== TASK TO COMPLETE ==
Print out each record below, unaltered and complete, without its images.

== PROVIDED MATERIAL ==
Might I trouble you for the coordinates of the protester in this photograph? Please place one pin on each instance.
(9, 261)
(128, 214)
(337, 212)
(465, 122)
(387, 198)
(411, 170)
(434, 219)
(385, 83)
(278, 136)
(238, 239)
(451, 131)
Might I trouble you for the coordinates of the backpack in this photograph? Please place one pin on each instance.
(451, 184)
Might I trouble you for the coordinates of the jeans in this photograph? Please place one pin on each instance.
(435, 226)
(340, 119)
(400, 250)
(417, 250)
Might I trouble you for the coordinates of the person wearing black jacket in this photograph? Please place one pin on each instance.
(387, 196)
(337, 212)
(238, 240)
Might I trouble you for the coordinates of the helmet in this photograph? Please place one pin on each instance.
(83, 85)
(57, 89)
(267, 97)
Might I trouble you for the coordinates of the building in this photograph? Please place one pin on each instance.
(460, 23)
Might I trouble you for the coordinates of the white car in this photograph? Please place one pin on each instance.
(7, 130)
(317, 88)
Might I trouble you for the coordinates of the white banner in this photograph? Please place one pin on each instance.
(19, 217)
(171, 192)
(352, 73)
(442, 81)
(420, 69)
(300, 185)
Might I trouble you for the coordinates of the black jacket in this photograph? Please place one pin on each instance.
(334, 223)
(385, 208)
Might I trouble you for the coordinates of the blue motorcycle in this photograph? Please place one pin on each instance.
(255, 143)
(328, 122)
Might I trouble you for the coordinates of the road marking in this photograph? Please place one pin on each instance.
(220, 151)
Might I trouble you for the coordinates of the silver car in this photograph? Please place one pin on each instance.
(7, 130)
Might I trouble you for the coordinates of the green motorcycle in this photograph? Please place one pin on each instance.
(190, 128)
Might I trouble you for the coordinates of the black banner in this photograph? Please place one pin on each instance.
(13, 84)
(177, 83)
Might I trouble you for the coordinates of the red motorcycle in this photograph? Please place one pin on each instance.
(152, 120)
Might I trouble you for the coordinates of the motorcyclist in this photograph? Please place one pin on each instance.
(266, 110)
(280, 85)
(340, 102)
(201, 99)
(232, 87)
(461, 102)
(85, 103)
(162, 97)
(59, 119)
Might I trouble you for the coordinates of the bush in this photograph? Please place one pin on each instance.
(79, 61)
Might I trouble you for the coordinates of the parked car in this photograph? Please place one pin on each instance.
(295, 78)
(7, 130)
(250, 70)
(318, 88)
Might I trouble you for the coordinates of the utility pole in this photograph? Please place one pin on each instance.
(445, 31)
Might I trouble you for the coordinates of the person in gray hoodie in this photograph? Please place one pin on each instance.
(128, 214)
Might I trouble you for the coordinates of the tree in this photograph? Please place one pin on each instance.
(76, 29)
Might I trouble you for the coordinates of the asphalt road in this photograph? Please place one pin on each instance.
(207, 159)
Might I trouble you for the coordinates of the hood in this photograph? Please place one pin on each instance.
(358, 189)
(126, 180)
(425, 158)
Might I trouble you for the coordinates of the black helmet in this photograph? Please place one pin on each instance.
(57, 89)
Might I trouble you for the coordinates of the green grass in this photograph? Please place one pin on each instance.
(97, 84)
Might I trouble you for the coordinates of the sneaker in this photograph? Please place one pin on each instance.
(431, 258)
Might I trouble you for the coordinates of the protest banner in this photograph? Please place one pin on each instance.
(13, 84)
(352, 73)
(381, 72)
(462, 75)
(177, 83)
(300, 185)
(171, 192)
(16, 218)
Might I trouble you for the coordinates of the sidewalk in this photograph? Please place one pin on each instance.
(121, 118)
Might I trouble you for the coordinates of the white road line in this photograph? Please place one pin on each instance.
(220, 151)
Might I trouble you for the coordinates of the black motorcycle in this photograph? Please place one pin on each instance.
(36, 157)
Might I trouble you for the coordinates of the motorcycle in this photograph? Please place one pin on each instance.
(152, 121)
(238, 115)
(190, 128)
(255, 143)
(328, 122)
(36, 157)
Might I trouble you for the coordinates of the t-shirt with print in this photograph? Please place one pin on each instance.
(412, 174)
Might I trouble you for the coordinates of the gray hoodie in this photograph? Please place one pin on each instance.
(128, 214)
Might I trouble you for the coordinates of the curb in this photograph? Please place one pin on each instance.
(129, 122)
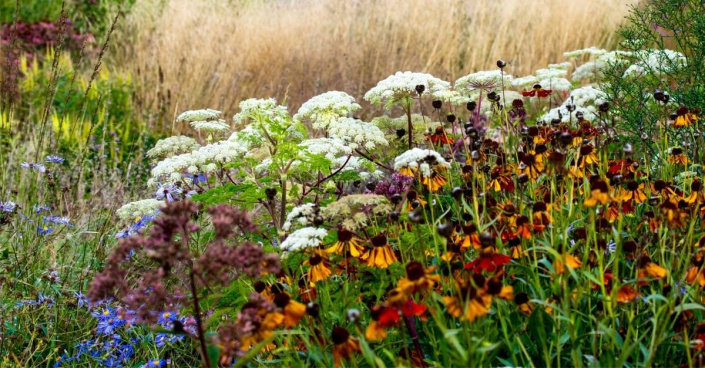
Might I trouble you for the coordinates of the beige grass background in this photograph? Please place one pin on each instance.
(213, 53)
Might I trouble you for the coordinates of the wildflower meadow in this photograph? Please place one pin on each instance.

== RESPONSE BELOW ==
Might I trouble you for the coordinates of the protester in this photograph? Please place one pin on each instance.
(9, 261)
(128, 214)
(337, 212)
(465, 122)
(387, 198)
(411, 170)
(434, 219)
(385, 83)
(278, 136)
(238, 239)
(451, 131)
Might I trouble you for the coordinates of the backpack in this photograph? Please place one pin on each instance.
(451, 184)
Might I trouble you for the coordinates of the jeans in this photograph? Please place one pin on each instance.
(435, 226)
(340, 119)
(400, 250)
(417, 250)
Might I trouble you for the coordinates of the person wearing black jacket in this photograph? Please place one pin on each instance.
(387, 196)
(337, 212)
(238, 240)
Might I trouble you for the coordinates of the helmet in this photograph? Please place one pin on each instance.
(83, 85)
(57, 89)
(267, 97)
Might I trouble you for the coordinates of the building in this photograph? Please place one pin on each instance.
(460, 23)
Might I trouble you for the coordinates of the white car in this photograph? Please place one pin on each instance.
(7, 130)
(317, 88)
Might I trouble you for the coordinates of the white banner in this photograph? Please place one pin on each instance.
(19, 217)
(171, 192)
(352, 73)
(442, 81)
(420, 69)
(300, 185)
Might I trouble you for the coordinates of the black jacket in this photograph? Please place one pin on each instance.
(334, 223)
(385, 208)
Might I trouble you for the coordinates of the blue motorcycle in this photograph? Please place one pin on each instance.
(255, 143)
(328, 122)
Might I trouble you for the coordinates of the road marking in this photograph? Please place one pin on each instance.
(220, 151)
Might I trouble you for the coordinates of the silver car in this photograph? Please place one pin on each instance.
(7, 130)
Might I trouble you for the coordinates of the green motorcycle in this photograph? Please place one pin on each instance.
(190, 128)
Might I trouble you for the coordinates of the black banner in this photograph? Please place one pin on each instance.
(13, 84)
(177, 83)
Might I trouble you for the coordinates of the red motorcycle in this photograph? Please place one pin on each instance.
(152, 120)
Might I trouble you for the coordinates of the motorcyclist in this photograph? Please place one pin on each instance.
(266, 110)
(280, 85)
(340, 102)
(201, 99)
(232, 87)
(461, 102)
(85, 103)
(162, 97)
(59, 119)
Might I trouble you for the coordinates of the bush in this photograph? Please place one pin on each instance.
(79, 61)
Might I trouble you for the coordinates of the parked car in this photograph? Please place one pin on each instance.
(295, 78)
(7, 130)
(250, 70)
(318, 88)
Might I trouble you for the coordinates of the utility pole in this photograph? Please place one pin on each instance.
(445, 31)
Might I trouble you for the coordinates of the person in gray hoodie in this photograph? Please place one pin on each instance.
(128, 214)
Might I trouble you for the coordinates of the tree in this photograph? Please place one pin on each instance.
(76, 29)
Might I trouble you for the coordinates of the asphalt road in this photograph? Please place one pin on each instance.
(207, 159)
Might I trouble you for the coordinates of the hood in this photograph? Please place one pin on each instance.
(358, 189)
(126, 180)
(425, 158)
Might I trouble you for the coordinates of the black helmet in this photograph? Please place one pin on each instance.
(57, 89)
Might I trouble you for the coordinates of the green grass in this photograph? Please place one pin on each instance.
(97, 84)
Might I trouble you for the coordinates of the sneaker in this photograph? Please place one pin on each instance.
(431, 258)
Might I trouble you for the coordinates of the protest banner in this photograph? Please place one pin on each instance.
(13, 84)
(352, 73)
(381, 72)
(462, 75)
(177, 83)
(300, 185)
(171, 192)
(16, 218)
Might I trouble you for the coordinates of the sidewalk in this photograph? Please place one pin on each instance.
(121, 118)
Might I trouble you for the coordinates of the white road line in this photograph? Please place one pin on each instance.
(220, 151)
Might I trouble you for the coordinates of the black motorcycle in this photograph? Please place one pin on each instance.
(36, 157)
Might I trouble you for the coordinates of the motorcycle in this photograph? Please place one pin on each instance.
(152, 121)
(238, 115)
(190, 128)
(255, 143)
(328, 122)
(36, 157)
Might I trouble you for the coordinates of the t-shirt with print in this photograph? Please place one pin on each instance.
(412, 174)
Might I trouble you for the coordinates of the gray hoodie in this photograph? Please place one pin on each instance.
(128, 214)
Might I trouble you for the coordinates of the curb in this photograph? Please place one pin on each instance.
(129, 122)
Might I trouble you for the coordinates of the beige grass background in this photograph? Please place one pin on each instance.
(213, 53)
Might I trouble you for the coordinates of the wildflower meadow in this photograph? Please place one pin on each instance.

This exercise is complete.